**What is being asked**
Gather every line in the material below that contains the word "foliage" and copy each one in full. Case counts.
* Begin *
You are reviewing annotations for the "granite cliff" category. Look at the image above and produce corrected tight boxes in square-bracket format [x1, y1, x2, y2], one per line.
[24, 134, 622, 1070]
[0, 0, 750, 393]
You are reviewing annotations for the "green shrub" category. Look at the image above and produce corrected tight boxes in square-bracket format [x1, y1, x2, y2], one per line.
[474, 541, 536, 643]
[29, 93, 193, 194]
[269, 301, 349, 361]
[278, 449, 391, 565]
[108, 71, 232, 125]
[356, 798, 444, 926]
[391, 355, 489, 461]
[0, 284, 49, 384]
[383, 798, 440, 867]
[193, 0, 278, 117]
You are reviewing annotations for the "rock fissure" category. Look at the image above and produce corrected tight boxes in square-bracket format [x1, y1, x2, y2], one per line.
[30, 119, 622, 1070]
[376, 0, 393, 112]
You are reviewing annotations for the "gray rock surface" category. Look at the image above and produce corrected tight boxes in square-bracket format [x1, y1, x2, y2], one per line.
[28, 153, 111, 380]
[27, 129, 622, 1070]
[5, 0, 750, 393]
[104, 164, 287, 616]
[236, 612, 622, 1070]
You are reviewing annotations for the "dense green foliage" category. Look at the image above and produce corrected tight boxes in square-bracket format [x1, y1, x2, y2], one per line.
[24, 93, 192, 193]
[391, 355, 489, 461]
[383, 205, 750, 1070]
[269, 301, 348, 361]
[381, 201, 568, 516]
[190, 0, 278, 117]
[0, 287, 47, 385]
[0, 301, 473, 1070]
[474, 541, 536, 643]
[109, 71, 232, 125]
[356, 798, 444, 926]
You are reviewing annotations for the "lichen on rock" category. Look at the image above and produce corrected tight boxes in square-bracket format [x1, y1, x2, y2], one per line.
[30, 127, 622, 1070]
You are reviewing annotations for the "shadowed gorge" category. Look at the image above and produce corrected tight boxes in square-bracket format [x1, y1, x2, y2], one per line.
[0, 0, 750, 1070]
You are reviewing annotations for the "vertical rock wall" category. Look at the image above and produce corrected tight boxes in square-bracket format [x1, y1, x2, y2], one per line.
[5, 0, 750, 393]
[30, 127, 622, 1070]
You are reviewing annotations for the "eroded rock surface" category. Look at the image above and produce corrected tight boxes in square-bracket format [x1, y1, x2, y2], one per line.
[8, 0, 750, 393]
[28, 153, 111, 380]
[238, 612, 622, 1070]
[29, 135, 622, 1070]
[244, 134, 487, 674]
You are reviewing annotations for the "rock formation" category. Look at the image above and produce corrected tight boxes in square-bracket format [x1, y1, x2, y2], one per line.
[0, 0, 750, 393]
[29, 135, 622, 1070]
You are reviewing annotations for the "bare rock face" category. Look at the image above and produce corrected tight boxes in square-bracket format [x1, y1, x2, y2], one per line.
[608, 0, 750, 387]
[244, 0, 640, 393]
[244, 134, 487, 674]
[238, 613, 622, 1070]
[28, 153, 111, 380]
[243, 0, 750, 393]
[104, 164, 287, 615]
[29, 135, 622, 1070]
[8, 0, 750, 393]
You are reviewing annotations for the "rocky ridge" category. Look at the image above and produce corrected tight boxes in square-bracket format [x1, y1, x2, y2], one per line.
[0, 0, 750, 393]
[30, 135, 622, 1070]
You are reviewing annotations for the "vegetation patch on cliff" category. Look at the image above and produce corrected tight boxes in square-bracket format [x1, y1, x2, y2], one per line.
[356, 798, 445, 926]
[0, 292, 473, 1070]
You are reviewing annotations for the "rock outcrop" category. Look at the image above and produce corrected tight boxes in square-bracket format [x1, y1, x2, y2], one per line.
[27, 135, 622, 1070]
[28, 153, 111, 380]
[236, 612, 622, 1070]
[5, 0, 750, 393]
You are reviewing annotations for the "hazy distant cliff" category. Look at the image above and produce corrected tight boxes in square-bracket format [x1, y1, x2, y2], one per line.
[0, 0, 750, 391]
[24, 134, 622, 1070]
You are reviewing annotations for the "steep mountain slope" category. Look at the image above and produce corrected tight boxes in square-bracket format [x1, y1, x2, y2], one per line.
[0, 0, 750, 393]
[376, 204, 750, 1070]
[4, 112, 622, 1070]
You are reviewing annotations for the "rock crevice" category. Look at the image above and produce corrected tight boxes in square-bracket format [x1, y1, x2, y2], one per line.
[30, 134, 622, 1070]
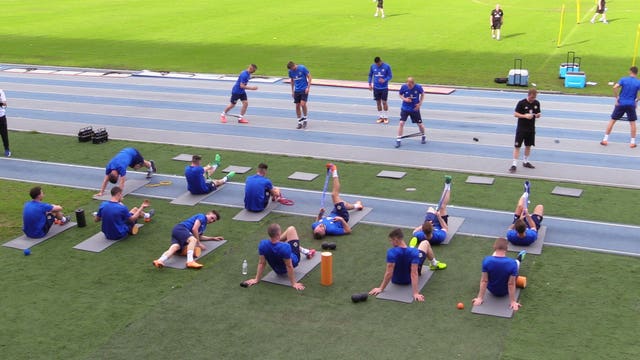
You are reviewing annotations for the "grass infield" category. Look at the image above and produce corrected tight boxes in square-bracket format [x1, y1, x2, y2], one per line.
[0, 0, 640, 95]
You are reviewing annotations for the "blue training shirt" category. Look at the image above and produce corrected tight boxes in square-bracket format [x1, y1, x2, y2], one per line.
[244, 174, 273, 212]
[289, 65, 309, 92]
[231, 70, 251, 94]
[98, 201, 131, 240]
[22, 200, 53, 239]
[258, 239, 300, 274]
[399, 84, 424, 111]
[482, 256, 518, 296]
[387, 246, 422, 285]
[369, 63, 393, 89]
[618, 76, 640, 106]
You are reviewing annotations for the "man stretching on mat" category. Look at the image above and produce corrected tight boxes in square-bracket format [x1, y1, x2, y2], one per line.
[242, 224, 316, 290]
[396, 77, 427, 148]
[153, 210, 224, 269]
[409, 175, 451, 247]
[220, 64, 258, 124]
[369, 55, 393, 124]
[184, 154, 236, 195]
[98, 148, 157, 196]
[244, 163, 280, 212]
[287, 61, 311, 129]
[22, 186, 69, 239]
[94, 186, 154, 240]
[473, 238, 527, 311]
[311, 163, 363, 239]
[369, 229, 447, 301]
[507, 181, 544, 246]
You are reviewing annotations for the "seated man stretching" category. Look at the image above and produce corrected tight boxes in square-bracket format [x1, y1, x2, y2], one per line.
[473, 238, 527, 311]
[184, 154, 236, 195]
[507, 181, 544, 246]
[243, 224, 316, 290]
[369, 229, 447, 301]
[95, 186, 154, 240]
[311, 164, 363, 239]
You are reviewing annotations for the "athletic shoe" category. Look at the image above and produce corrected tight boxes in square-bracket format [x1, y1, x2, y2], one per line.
[307, 249, 316, 259]
[187, 261, 204, 270]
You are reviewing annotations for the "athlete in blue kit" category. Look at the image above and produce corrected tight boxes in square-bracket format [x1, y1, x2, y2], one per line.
[242, 224, 316, 290]
[396, 77, 427, 148]
[287, 61, 311, 129]
[220, 64, 258, 124]
[98, 148, 157, 196]
[473, 238, 527, 311]
[311, 163, 363, 239]
[184, 154, 236, 195]
[369, 56, 393, 124]
[369, 229, 447, 301]
[600, 66, 640, 148]
[244, 163, 280, 212]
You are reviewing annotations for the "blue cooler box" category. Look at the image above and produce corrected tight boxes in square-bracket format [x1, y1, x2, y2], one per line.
[564, 71, 587, 89]
[558, 63, 580, 79]
[507, 69, 529, 86]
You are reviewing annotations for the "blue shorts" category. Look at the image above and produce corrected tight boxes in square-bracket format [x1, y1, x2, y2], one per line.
[611, 105, 638, 121]
[373, 89, 389, 101]
[171, 224, 193, 250]
[400, 110, 422, 124]
[293, 91, 309, 104]
[512, 214, 544, 230]
[230, 93, 247, 104]
[329, 201, 349, 222]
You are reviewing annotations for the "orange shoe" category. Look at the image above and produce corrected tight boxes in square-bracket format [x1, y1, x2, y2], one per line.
[187, 261, 204, 270]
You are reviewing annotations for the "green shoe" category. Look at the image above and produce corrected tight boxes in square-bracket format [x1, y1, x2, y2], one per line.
[429, 261, 447, 271]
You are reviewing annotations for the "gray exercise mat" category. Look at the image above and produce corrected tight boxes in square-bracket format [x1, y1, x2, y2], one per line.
[2, 221, 77, 250]
[233, 201, 280, 222]
[93, 179, 149, 201]
[289, 171, 318, 181]
[347, 206, 373, 228]
[508, 226, 547, 255]
[471, 288, 520, 318]
[171, 154, 193, 162]
[442, 216, 464, 245]
[376, 268, 435, 304]
[73, 224, 144, 252]
[465, 176, 495, 185]
[551, 186, 582, 197]
[171, 186, 222, 206]
[261, 253, 322, 286]
[164, 240, 227, 269]
[376, 170, 407, 179]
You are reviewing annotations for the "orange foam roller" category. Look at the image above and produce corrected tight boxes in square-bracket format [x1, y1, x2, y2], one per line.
[516, 276, 527, 289]
[320, 251, 333, 286]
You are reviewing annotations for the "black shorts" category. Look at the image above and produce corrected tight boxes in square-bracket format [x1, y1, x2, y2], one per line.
[373, 89, 389, 101]
[293, 91, 309, 104]
[400, 110, 422, 124]
[230, 93, 247, 104]
[513, 131, 536, 148]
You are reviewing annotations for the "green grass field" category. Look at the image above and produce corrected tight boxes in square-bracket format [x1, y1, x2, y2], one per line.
[0, 0, 640, 95]
[0, 132, 640, 359]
* End *
**Response for this exercise**
You are reviewing annotations for the "dense green foliage" category. Look at the image above and produce corrected tight boxes in square-bracket format [x1, y1, x2, y2], one per line.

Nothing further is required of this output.